Отрывок из книги:
Текст книги "Споры по существу"
Автор книги: Вячеслав Демидов
Жанр:
Биографии и мемуары
сообщить о нарушении
Текущая страница: 1 (всего у книги 5 страниц)
Вячеслав Демидов
Споры по существу
Эта статья о Н.А.Бернштейне была опубликована в 20-м сборнике «Пути в незнаемое» в 1986 году. Она во многом (и важном) отличается от материала, уже давно стоящего в моём «кабинете». Читатель получит немало новой и для него интересной информации.
Спасибо за внимание!
В.Д.
1
Он знал, что скоро умрет.
Осталось месяцев семь, от силы девять.
«И модель будущего, совсем не потребного, Николай Александрович, трансформируется в реальность настоящего…» Впервые он вот так обратился к себе – в третьем лице, словно на консилиуме у кого-то постороннего. Дайте-ка, коллега, историю болезни…
Так… Бернштейн Николай Александрович, возраст – семьдесят лет, образование – высшее медицинское, член-корреспондент Академии медицинских наук, профессия – психофизиолог… Анамнез… Результаты анализов…
А вот анализов не будет. Что толку? Три дня назад он снялся с учета в поликлинике для научных работников, вчера убрали в архив карточку в районной поликлинике: одним сказал, что будет обращаться к другим, тем – что к этим… Ах, как мало времени осталось, как мало!.. Осталось… «Но ты останься тверд, спокоен и угрюм…» Что ж, твердости хватило сказать самому себе жестокую, не оставляющую надежд правду. Карцинома гепари. Рак печени.
Оперировать бессмысленно, ему это было понятно, – дилетант в онкологии, он все-таки хорошо ощущал уровень реальности в медицине. И когда явственно открылось впереди это пустое, черное ничто, он с непоколебимой решительностью приказал себе: «Ни слова. Никому». Так никто не будет знать. Скажи – начнут охать, соболезновать, заботиться, мешать… Они никогда не поймут, что чем меньше времени, тем отчаяннее надо вступить с ним в гонку. Успеть.
А природу не перехитришь, умирать от чего-то все равно придется, и, значит, выпал такой билет... Оперируй не оперируй эту гадость… Не надо о ней думать… Вычистить из сознания. Вычистить!.. Гнусно она давит в правом подреберье… Карцинома гепари…
Год назад, когда стало ясно, ч т о выводит его на последние шаги, он позвал к себе всех, кто был ему дорог и близок по духу. Они пришли, такие молодые рядом с ним... молодые, возбужденные весной, физиологи, математики, психологи, конструкторы, и маститые, чьи имена делали честь престижным журналам и издательствам, где печатались их работы, и еще только начинающие, не осознавшие до конца своего таланта, видного ему, слегка робевшие при виде «ученых мужей».
Он сказал им: «Все мы смертны, и надо сделать так, чтобы, если кто-то выйдет из строя, д е л о не остановилось, не оголился участок, чтобы каждый смог продолжить работу другого». Они зашумели – он знал, что так будет, – кто-то крикнул: «К чему такой пессимизм?»
А он спокойно, только чуть медленнее обычного, ответил: «Я старше вас всех. И я видел, как умирают молодые и как с ними умирали удивительные прозрения, которых нам уже не обрести. Простите за слегка высокопарный тон, но он лучше всего выразит то, что мне хочется сказать: надо, чтобы наше дело несли руки друзей, – когда это знаешь, все остальное ерунда». Это утихомирило, началось деловитое обсуждение, и он был очень доволен, что ни единым словом, ни единым движеньем не открыл своего беспокойства, своей боли.

[Данные по указывающим выражениям]

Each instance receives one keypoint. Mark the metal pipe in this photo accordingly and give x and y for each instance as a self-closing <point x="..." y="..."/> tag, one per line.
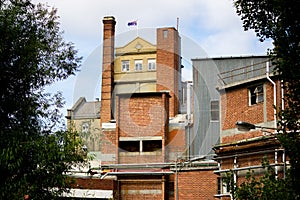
<point x="276" y="163"/>
<point x="247" y="154"/>
<point x="274" y="90"/>
<point x="244" y="168"/>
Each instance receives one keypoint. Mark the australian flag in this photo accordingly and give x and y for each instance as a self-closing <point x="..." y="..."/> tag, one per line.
<point x="133" y="23"/>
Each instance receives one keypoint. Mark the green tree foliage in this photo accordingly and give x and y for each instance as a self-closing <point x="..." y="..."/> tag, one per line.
<point x="34" y="153"/>
<point x="261" y="186"/>
<point x="279" y="20"/>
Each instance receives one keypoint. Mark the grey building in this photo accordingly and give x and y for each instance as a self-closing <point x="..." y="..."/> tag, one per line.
<point x="210" y="76"/>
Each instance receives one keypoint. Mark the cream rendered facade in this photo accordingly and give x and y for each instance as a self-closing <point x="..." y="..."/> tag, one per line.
<point x="135" y="79"/>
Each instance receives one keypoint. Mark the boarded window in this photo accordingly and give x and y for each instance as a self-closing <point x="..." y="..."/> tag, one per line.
<point x="129" y="146"/>
<point x="152" y="145"/>
<point x="214" y="110"/>
<point x="256" y="94"/>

Задание A: Воспроизведите из отрывка о Бернштейне без изменений всё, что идёт от слов «Автор книги: Вячеслав» до слов «что скоро умрет.» включительно.
Задание B: Продолжите отрывок о Бернштейне, начав сразу после его последнего предложения.
Приведённый список — самостоятельный материал, с отрывком о Бернштейне он не связан.

Ответ к заданию A:
Автор книги: Вячеслав Демидов
Жанр:
Биографии и мемуары
сообщить о нарушении
Текущая страница: 1 (всего у книги 5 страниц)
Вячеслав Демидов
Споры по существу
Эта статья о Н.А.Бернштейне была опубликована в 20-м сборнике «Пути в незнаемое» в 1986 году. Она во многом (и важном) отличается от материала, уже давно стоящего в моём «кабинете». Читатель получит немало новой и для него интересной информации.
Спасибо за внимание!
В.Д.
1
Он знал, что скоро умрет.

Ответ к заданию B:
Никто не стал уверять, что он выглядит молодцом…
Давит, проклятая… Все уже привыкли к его словам: «Извините, у меня нет времени», которыми он отклонял попытки вытащить его на концерт или премьеру. Только бы не сбавить темпа, только бы… Чем острее тянуло в правом боку, тем безжалостнее гнал он себя приводить в порядок передуманное и написанное за сорок лет, – глава к главе выстраивались «Очерки по физиологии движений и физиологии активности».
Завещание. Итог. Но не конец, не финиш, а только взгляд со стороны на огромную проблему, где всем еще долго хватит ворочать, перестраивать, доходить до сути.
Он поставил подпись на последней гранке: шестнадцатого июля тысяча девятьсот шестьдесят четвертого года. Через три месяца будет верстка, две недели на чтение, потом еще пара месяцев на сверку и сигнальный экземпляр. Хорошо бы дотянуть и узнать, как пойдет в магазинах тираж…
2
Весной двадцать первого года военврач Николай Бернштейн вернулся из Екатеринбурга в Москву. Поезд пришел на тот же самый Ярославский вокзал, с которого полтора года назад отправлялись воинские эшелоны против Колчака.
В декабре 1919 года состоялся экстренный выпуск студентов пятого курса медицинского факультета. В университетском актовом зале на Моховой они получали дипломы и мобилизационные предписания. Во врачах ощущалась такая же нехватка, как и в обмундировании, патронах, снарядах, хлебе...
Профессорский сын, внезапно ставший военным врачом, а значит, и командиром, не ощущал пропасти между собой и теми красноармейцами-санитарами, с которыми ехал вместе в вагоне второго класса, на скорую руку переделанном в лазарет. Университетское образование обострило способность к анализу, но мироощущение Николая было сродни их пониманию событий.
Да и могло ли быть иначе?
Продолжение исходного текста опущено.